## PASSAGE SHOWN:
§ §
Is it so hard to say it was an ISIL attack?
The legal restrictions imposed on the media over news of the Oct. 10 Ankara suicide bombings - in which the number of deaths hit 102 on Oct. 16 (with many heavily wounded victims still in hospital) - did not work well this time.
Despite possible legal probes, most newspapers (including pro-government ones) have started to report the details of the blast - the bloodiest terrorist attack in Turkey’s history. It was clear from the second day onward that one of the two suicide bombers might be Yunus Emre Alagöz, the brother of the bomber (Şeyh Abdurrahman Alagöz) who killed 34 people including himself in Suruç on July 20. The two suspects were part of the same entourage at the “Islam Tea House” in the southeastern town of Adıyaman, together with another Islamic State of Iraq and the Levant (ISIL) bomber, Orhan Gönder. Gönder was arrested and jailed on accusations of killing four people in the Diyarbakır attack targeting a rally of the Kurdish problem-focused Peoples’ Democratic Party (HDP) on June 5, just two days before the June 7 general election.
Now it is almost completely clear that the other suicide bomber in the Oct. 10 Ankara bombing was Ömer Deniz Dündar, again from the same circle. Dündar had crossed into Syria after the local authorities closed down the teahouse, heading to Tel Abyad that was then under ISIL control. There he received training and crossed backed into Turkey to carry out an attack. Like the mother of Gönder, the father of Dündar told the press that he had made a number of applications to the authorities to inform them about his son, but these applications had got nowhere. Another member of the group, Mahmut Gazi Tatar, who was captured by the militia of the Kurdish (PYD) forces when they took Tel Abyad from ISIL, confirmed the story in a regret-filled interview.
§ §
## DATA LISTING:
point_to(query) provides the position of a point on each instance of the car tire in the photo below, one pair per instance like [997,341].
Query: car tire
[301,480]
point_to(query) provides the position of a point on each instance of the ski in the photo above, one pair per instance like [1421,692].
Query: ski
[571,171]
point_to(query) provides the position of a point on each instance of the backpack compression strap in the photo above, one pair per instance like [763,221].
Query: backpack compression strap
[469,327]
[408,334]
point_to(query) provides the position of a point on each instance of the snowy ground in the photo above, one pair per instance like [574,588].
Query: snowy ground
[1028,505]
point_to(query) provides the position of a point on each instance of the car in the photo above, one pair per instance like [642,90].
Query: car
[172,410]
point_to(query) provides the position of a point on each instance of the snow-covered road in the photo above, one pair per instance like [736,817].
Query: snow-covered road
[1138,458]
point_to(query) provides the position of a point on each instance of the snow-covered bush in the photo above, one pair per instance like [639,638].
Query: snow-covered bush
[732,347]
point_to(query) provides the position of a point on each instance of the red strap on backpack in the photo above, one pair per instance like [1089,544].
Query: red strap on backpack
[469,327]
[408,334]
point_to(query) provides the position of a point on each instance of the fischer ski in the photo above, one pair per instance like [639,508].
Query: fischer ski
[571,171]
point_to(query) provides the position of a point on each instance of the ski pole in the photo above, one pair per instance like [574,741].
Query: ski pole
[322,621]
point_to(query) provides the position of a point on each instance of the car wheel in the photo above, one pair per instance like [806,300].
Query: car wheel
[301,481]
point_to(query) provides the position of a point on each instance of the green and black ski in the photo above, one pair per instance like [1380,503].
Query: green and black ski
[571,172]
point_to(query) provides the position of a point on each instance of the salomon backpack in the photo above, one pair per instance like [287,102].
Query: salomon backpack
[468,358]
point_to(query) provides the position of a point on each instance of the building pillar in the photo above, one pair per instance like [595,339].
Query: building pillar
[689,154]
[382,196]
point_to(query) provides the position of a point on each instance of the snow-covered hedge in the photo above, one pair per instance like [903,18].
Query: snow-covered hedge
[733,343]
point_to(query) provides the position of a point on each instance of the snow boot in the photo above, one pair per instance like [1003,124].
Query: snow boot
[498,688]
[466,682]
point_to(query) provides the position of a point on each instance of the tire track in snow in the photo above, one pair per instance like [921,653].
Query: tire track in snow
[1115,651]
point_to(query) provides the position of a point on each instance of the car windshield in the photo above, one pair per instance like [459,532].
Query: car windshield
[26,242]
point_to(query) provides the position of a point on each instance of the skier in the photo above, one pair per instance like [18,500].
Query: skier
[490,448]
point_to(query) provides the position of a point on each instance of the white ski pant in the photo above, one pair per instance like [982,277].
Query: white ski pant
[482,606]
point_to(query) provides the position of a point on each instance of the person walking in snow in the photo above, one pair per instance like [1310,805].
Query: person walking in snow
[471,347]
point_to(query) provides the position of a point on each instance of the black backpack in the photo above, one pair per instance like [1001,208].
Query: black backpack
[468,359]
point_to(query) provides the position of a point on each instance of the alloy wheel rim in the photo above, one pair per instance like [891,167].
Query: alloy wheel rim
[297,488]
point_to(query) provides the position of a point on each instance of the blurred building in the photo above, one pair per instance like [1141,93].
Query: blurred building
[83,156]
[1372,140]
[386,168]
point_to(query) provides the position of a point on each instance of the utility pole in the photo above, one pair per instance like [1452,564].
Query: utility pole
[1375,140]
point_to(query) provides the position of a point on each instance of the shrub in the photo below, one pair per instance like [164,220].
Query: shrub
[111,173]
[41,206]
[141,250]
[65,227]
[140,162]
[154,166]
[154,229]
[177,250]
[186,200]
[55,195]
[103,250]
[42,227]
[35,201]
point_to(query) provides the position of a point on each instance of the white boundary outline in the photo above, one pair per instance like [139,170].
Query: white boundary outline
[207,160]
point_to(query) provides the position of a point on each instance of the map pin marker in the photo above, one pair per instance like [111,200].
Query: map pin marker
§ §
## ABOUT THIS TASK:
Pick up the column about the Ankara bombings from the point where it stops. The data has no connection to the column about the Ankara bombings.

## RESPONSE TO THE EXERCISE:
However, on Oct. 15 Prime Minister Ahmet Davutoğlu said the attack could be a result of a “terrorist cocktail” with the participation of the outlawed Kurdistan Workers’ Party (PKK), which is the elder sister of the Syrian PYD, and the notorious left-wing DHKP-C militants. He even mentioned the “parallel state” - as the government calls sympathizers of the U.S.-based Islamist ideologue Fethullah Gülen. The PYD/PKK is one of major forces on the ground in Syria fighting against ISIL, but Davutoğlu said he had a meeting in May in the town of Haseki to cooperate in the campaign.
The evidence that Davutoğlu could show to back up his “cocktail” description was a number of Twitter posts by users who are now in custody over their tweets about possible bombs in Ankara on that particular date. Davutoğlu also said the authorities know about certain ISIL-affiliated names - a list of 16-20 people, allegedly including the names above. He said these figures are in Syria so difficult to reach and what’s more the security forces would be unable to arrest them without evidence anyway, despite a recent law that security forces actually could move in if there is “reasonable suspicion.”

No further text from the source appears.